What to do: Print every line of the entries below verbatim, leaving out the pictures.

Input material:
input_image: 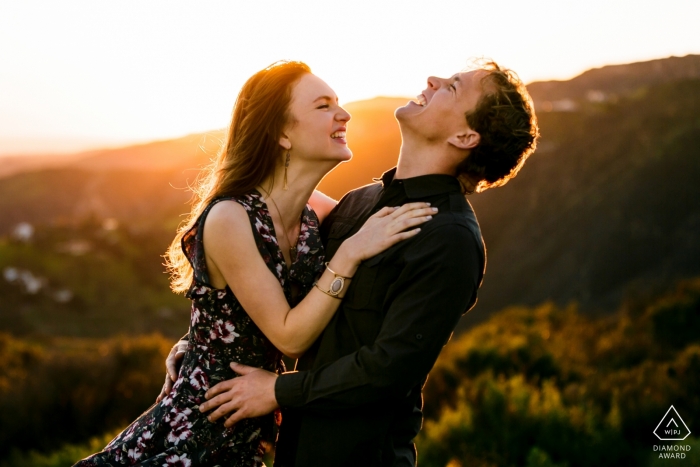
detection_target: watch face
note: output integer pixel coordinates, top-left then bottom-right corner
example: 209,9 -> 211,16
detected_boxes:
328,277 -> 345,296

Answer for this exercise:
input_image: 
detection_target: watch face
note: output integer pixel coordinates, top-left then bottom-right corner
example: 209,9 -> 211,16
detected_boxes:
328,277 -> 345,296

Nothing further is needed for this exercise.